-- Start of TEXT TO READ --

For $n\ge2$, let $a=n,b=n+1,N=a^rb^s, g(x)=f^{N^9-x}(N^9)-x, h(x)=f^{N^3-x}(N^3)-x$. Then if $xyz=N^9, g(x)+g(y)+g(z)=0$, and if $xyz=N^3,h(x)+h(y)+h(z)=0.$ Clearly $g(N^3)=0$, and if $x<N^3$, $f^{N^9-x}(N^9)=f^{N^3-x}(f^{N^9-N^3}(N^9))=f^{N^3-x}(N^3)$, so $g(x)=h(x)$. Thus $g(N)=h(N)=0$, and since $N^9=N^5N^3N=N^5N^2N^2=N^6N^2N$, $g(N^5)=g(N^2)=g(N^6)=0.$ Let $x,y \mid N, x,y \ge 2$. Then $g(x)+g(y)+g(N^3/xy)=h(x)+h(y)+h(N^3/xy)=0$, and $g(N^6)+g(xy)+g(N^3/xy)=0$, so $g(xy)=g(x)+g(y)$. So $0=g(N)=rg(a)+sg(b)$. But $g(a),g(b) \ge -n$, so if $r,s$ are relatively prime and greater than $n$, we must have $g(a)=g(b)=0$, which means that $f(n+1)=n$.

The answer is $f(n) = n-1$ for $n \ge 3$ with $f(1)$ and $f(2)$ arbitrary; check these work. Lemma: We have $f^{t^2-t}(t^2) = t$ for any $t \ge 2$ Proof: We say $1 \le k \le 7$ is good if $f^{t^9-t^k}(t^9) = t^k$. First, we observe that \[ f^{t^9-t^3}(t^9) = t^3 \quad\text{and}\quad f^{t^3-t}(t^3) = t \implies f^{t^9-t}(t^9) = t. \] so $k=1$ and $k=3$ are good. Then taking $(a,b,c) = (t,t^4,t^4)$, $(a,b,c) = (t,t^3,t^5)$, $(a,b,c) = (t^2, t^2, t^5)$ gives that $4$, $5$, $2$ are good. The lemma follows from this. $\blacksquare$ Now, letting $t = abc$ we combine \begin{align*} f^{t-a}(a) + f^{t-b}(b) + f^{t-c}(c) &= a+b+c \\ f^{t^2-ab} (t^2) + f^{t^2-t} (t^2) + f^{t^2-c} (t^2) &= ab + t + c \\ \implies \left[ f^{t-a}(t) - a \right] + \left[ f^{t-b}(t) - b \right] &= \left[ f^{t-ab}(t) - ab \right] \end{align*} by subtracting and applying the lemma repeatedly. Thus if $p > q > \max\{a,b\}$ are primes then upon setting $s = a^p b^q$ and $t = s^2$ we get \[ p \left[ f^{t-a}(t) - a \right] + q \left[ f^{t-b}(t) - b \right] = \left[ f^{t-s}(s) - s \right] = 0. \] As $q \mid f^{t-a}(t) - a$, $p \mid f^{t-b}(t) - b$, we can conclude that $f^{t-a}(t) = a$ and $f^{t-b}(t) = b$ for any $a,b \ge 2$, with $t = a^p b^q$. In particular, if $a = n$ and $b = n+1$ then we deduce $f(n+1) = n$ for all $n \ge 2$, as desired.

-- End of TEXT TO READ --
-- Start of INPUT ROWS --

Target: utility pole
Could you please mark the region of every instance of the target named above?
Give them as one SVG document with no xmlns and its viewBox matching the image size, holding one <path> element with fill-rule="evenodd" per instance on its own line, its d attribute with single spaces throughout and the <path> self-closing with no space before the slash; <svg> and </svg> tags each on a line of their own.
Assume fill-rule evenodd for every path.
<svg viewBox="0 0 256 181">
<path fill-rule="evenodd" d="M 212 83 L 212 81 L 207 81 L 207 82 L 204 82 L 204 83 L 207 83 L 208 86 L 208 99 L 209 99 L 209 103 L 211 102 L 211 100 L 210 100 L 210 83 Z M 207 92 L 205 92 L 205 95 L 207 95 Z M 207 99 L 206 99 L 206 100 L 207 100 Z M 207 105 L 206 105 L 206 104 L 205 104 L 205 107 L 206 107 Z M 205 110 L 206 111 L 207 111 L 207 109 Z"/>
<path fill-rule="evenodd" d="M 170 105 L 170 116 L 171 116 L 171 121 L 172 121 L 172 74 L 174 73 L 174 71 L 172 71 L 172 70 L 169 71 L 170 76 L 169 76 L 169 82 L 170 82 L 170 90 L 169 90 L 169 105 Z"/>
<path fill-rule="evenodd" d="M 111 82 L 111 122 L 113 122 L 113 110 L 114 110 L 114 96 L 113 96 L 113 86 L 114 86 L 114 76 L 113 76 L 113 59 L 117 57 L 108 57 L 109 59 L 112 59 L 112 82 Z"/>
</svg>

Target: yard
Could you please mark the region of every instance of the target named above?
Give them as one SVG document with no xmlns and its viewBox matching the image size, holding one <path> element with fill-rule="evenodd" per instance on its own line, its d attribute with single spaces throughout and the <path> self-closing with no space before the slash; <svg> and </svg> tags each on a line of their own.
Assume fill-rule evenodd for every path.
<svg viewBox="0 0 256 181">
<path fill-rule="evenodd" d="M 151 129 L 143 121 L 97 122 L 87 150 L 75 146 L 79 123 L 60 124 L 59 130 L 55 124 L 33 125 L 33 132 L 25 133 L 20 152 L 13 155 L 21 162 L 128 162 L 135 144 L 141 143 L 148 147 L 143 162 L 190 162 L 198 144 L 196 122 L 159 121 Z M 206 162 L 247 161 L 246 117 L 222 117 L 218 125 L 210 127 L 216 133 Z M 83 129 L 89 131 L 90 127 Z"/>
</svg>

-- End of INPUT ROWS --

### AIM 1
Translate this sentence from the proof text into Spanish: "In particular, if $a = n$ and $b = n+1$ then we deduce $f(n+1) = n$ for all $n \ge 2$, as desired."
### AIM 2
Reproduce only the part of the entries that opens with the line containing "Target: yard" and runs through the end of the entries, swapping "instance" for "occurrence" and leaving everything else untouched.
The proof text and the entries were drawn from separate sources.

### WRITTEN REPLY 1
En particular, si $a = n$ y $b = n+1$, deducimos que $f(n+1) = n$ para todo $n \ge 2$, como se quería.

### WRITTEN REPLY 2
Target: yard
Could you please mark the region of every occurrence of the target named above?
Give them as one SVG document with no xmlns and its viewBox matching the image size, holding one <path> element with fill-rule="evenodd" per occurrence on its own line, its d attribute with single spaces throughout and the <path> self-closing with no space before the slash; <svg> and </svg> tags each on a line of their own.
Assume fill-rule evenodd for every path.
<svg viewBox="0 0 256 181">
<path fill-rule="evenodd" d="M 151 129 L 143 121 L 97 122 L 87 150 L 75 146 L 79 123 L 60 124 L 59 130 L 55 124 L 33 125 L 33 132 L 25 133 L 20 152 L 13 155 L 21 162 L 128 162 L 135 144 L 141 143 L 148 147 L 143 162 L 190 162 L 198 144 L 196 122 L 159 121 Z M 206 162 L 247 161 L 246 117 L 222 117 L 218 125 L 210 127 L 216 133 Z M 83 129 L 89 131 L 90 127 Z"/>
</svg>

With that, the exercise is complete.